▶ _TASK TO CARRY OUT_
Word for word, restate all of the records.

▶ _RECORDS FOR THIS TASK_
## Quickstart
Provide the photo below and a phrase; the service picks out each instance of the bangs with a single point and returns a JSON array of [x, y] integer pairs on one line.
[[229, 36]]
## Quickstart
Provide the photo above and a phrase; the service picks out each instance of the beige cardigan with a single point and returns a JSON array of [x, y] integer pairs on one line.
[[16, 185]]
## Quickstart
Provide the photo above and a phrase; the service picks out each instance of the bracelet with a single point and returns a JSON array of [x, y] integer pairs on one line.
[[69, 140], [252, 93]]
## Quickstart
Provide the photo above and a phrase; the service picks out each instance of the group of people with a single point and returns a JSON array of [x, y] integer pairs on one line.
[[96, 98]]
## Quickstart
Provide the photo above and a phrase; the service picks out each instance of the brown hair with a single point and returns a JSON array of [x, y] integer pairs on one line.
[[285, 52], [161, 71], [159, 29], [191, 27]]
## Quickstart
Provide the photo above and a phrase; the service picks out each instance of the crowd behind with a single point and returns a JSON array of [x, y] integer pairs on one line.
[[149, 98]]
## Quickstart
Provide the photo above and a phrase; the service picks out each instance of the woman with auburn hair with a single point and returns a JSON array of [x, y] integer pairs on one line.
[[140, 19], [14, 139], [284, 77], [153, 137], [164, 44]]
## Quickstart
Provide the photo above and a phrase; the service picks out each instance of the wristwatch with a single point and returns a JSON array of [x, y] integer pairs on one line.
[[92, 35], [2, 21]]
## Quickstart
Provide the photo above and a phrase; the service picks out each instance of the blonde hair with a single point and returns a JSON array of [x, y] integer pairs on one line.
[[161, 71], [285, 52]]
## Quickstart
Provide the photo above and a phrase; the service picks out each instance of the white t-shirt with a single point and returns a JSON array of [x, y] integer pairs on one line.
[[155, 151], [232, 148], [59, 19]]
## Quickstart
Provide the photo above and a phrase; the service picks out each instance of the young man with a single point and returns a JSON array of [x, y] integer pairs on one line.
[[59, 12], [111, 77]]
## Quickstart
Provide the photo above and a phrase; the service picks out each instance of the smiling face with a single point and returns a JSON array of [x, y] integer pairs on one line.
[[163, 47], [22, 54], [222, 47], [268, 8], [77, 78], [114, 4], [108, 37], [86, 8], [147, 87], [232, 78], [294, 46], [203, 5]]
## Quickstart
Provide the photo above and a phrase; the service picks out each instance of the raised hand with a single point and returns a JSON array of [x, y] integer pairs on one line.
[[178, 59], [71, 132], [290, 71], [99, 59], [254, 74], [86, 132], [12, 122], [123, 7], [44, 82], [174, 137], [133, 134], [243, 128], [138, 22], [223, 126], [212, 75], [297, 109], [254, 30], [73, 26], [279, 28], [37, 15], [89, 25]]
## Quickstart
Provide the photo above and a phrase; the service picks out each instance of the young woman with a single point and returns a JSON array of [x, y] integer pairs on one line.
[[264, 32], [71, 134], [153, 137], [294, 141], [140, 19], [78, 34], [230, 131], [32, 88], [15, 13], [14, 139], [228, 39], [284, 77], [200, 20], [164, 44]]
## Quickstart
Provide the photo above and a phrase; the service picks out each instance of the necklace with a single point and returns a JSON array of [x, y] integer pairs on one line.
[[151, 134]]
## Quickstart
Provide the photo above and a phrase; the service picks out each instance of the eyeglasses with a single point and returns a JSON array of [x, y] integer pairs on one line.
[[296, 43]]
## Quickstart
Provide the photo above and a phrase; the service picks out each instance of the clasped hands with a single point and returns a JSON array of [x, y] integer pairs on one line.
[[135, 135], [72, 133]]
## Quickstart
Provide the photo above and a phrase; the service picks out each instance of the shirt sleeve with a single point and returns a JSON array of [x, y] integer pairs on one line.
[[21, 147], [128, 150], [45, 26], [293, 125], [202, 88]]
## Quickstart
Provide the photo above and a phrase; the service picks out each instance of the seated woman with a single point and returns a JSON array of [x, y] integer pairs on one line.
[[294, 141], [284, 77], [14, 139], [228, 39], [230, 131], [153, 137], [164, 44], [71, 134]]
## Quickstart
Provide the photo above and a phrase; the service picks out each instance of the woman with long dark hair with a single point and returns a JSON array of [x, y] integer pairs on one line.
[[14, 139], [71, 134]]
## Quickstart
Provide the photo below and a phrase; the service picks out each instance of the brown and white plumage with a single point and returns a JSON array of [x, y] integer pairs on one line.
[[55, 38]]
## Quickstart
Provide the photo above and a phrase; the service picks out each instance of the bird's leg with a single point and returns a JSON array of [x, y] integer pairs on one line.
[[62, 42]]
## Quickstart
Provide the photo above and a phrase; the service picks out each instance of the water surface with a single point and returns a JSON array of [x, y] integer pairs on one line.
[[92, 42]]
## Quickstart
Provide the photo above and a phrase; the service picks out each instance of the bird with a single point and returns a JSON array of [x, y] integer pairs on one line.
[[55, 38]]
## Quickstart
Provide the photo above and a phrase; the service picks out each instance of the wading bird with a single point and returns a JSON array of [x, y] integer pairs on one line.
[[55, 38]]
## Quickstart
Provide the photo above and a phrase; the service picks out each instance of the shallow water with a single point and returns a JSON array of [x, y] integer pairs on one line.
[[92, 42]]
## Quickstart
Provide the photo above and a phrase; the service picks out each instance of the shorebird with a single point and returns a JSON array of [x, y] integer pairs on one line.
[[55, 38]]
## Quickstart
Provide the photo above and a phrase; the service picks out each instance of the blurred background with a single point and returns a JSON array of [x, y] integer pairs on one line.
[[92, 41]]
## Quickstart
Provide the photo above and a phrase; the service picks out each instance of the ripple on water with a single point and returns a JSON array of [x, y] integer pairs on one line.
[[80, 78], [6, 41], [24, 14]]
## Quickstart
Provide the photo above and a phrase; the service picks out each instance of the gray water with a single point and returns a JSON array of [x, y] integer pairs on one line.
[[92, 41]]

▶ _OUTPUT FOR THIS TASK_
## Quickstart
Provide the photo below and a phrase; the service picks out each instance of the bangs with a single point and returns a JSON array of [x, y] integer pairs on one line.
[[229, 36]]
## Quickstart
Provide the photo above and a phrase; the service picks out each instance of the beige cardigan with a single point and returns a JSON array of [x, y] integer pairs on one line.
[[16, 185]]
## Quickstart
Provide the photo above and a phrase; the service picks out each instance of the bracelet with a single point and returns a JSON array of [x, y] integer pairs on one line.
[[69, 140], [252, 93]]
## Quickstart
Provide the photo above and a phrase; the service picks out each instance of the group of people with a single point and returns a JSON array of [x, y] integer pairs on one line.
[[96, 98]]
## Quickstart
Provide the photo above and a phrase; the service picks out each instance of the brown hair with a single point and returns a JSON array of [x, y] integer pairs on one line.
[[285, 52], [161, 71], [159, 29], [191, 27]]
## Quickstart
Provide the photo above and a phrase; the service picks out each instance of the crowd behind with a single point and returns a JSON array of [x, y] integer pairs on one line.
[[149, 98]]
## Quickstart
Provide the photo above and a phrase; the service picks out each instance of the woman with auburn hair with a single point and returns a JSON array of [x, y] integer pairs on one line.
[[140, 19], [14, 139], [284, 77], [153, 137], [164, 44]]
## Quickstart
Provide the photo above and a phrase; the service picks out each instance of the wristwatch with a single point and returns a JSON array of [x, y] integer pairs on one line.
[[92, 35], [2, 21]]
## Quickstart
Provide the photo above and a phrase; the service picks out each instance of the blonde hair with a single point and returns a JSON array of [x, y] integer pairs on one line.
[[161, 71], [285, 52]]
## Quickstart
Provide the photo above and a phrase; the service picks out each instance of the white t-shirt with a single point and returns a JSON array of [x, y] integer pairs on one line.
[[155, 151], [232, 148], [59, 19]]
## Quickstart
Provide the photo above and a phrase; the service picks out each instance of the young man with a single point and returns a JSON array of [x, y] integer pairs on one line.
[[59, 12], [111, 77]]
## Quickstart
Provide the photo above and a phrase; the service picks out each instance of the smiling face with a single point and returns a JSON array of [x, y] integer pairs on one line.
[[163, 47], [22, 54], [222, 47], [268, 8], [77, 78], [114, 4], [108, 37], [86, 8], [147, 87], [232, 78], [294, 46], [203, 5]]
## Quickstart
Provide the photo above and a phrase; the service picks out each instance of the raised hand with a single point and returns a JSON array of [x, y] integer pairs on one line.
[[178, 59], [71, 132], [290, 71], [99, 59], [254, 74], [86, 132], [12, 122], [123, 7], [44, 82], [174, 137], [133, 134], [243, 128], [138, 22], [223, 126], [212, 75], [297, 109], [254, 30], [73, 26], [279, 28], [37, 15], [89, 25]]
## Quickstart
Provide the photo above and a phrase; the service picks out each instance of the young woman with a single point and returns a JSON array of [x, y] integer pairs on one line.
[[264, 32], [71, 134], [153, 137], [294, 141], [140, 19], [78, 34], [230, 131], [32, 88], [15, 13], [14, 139], [228, 39], [284, 77], [200, 20], [164, 44]]
## Quickstart
Provide the photo above and a phrase; the service picks out each instance of the necklace with a single point and returns a JSON array of [x, y] integer pairs on one line.
[[151, 134]]
## Quickstart
Provide the photo above and a phrase; the service picks out each instance of the eyeglasses with a single point and returns a JSON array of [x, y] integer pairs on one line.
[[296, 43]]
## Quickstart
Provide the photo above and a phrase; the service picks out each instance of the clasped hands with a single point and returns a JSON array of [x, y] integer pairs on one line.
[[135, 135], [72, 133]]
## Quickstart
Provide the photo above and a phrase; the service picks out each instance of the shirt sleeve with a single point and returns a JSON array of [x, y] integer pairs on one line.
[[21, 147], [128, 150], [45, 26], [293, 125], [202, 88]]
## Quickstart
Provide the photo above and a phrase; the service picks out each instance of the seated woman with a single point and returns a JSON array of [x, y] integer pairs on one line.
[[294, 141], [284, 77], [14, 139], [228, 39], [230, 131], [153, 137], [164, 44], [71, 134]]
## Quickstart
Provide the photo above and a phrase; the service picks out each instance of the woman with long dark hair with a single point and returns a JSON array of [x, y] integer pairs on one line.
[[14, 139], [71, 134]]
## Quickstart
Provide the photo below and a phrase; the service picks out each instance of the brown and white plumage with a single point and returns a JSON array of [x, y] integer pairs on one line.
[[55, 38]]
## Quickstart
Provide the photo above and a phrase; the service picks out each instance of the bird's leg with a single point and returns a JSON array of [x, y] integer pairs on one line.
[[62, 42]]
## Quickstart
Provide the photo above and a phrase; the service picks out each instance of the water surface with a single point and returns a JSON array of [x, y] integer pairs on one line.
[[92, 42]]
## Quickstart
Provide the photo above and a phrase; the service picks out each instance of the bird with a single point and returns a JSON array of [x, y] integer pairs on one line.
[[55, 38]]
## Quickstart
Provide the photo above and a phrase; the service picks out each instance of the wading bird with a single point and returns a JSON array of [x, y] integer pairs on one line.
[[55, 38]]
## Quickstart
Provide the photo above and a phrase; the service picks out each instance of the shallow water with a single point and returns a JSON array of [x, y] integer pairs on one line.
[[92, 42]]
## Quickstart
Provide the photo above and a phrase; the service picks out each instance of the shorebird with a single point and returns a JSON array of [x, y] integer pairs on one line.
[[55, 38]]
## Quickstart
Provide the photo above and a phrase; the service picks out each instance of the blurred background with a single point and returns a JSON array of [x, y] integer pairs on one line.
[[92, 41]]
## Quickstart
Provide the photo above and a phrase; the service picks out each instance of the ripple on water with a single point and returns a JSON array of [x, y] integer pairs on one line.
[[80, 78], [6, 41], [24, 14]]
## Quickstart
Provide the photo above and a phrase; the service picks out each instance of the gray water with a single point and returns a JSON array of [x, y] integer pairs on one line.
[[92, 41]]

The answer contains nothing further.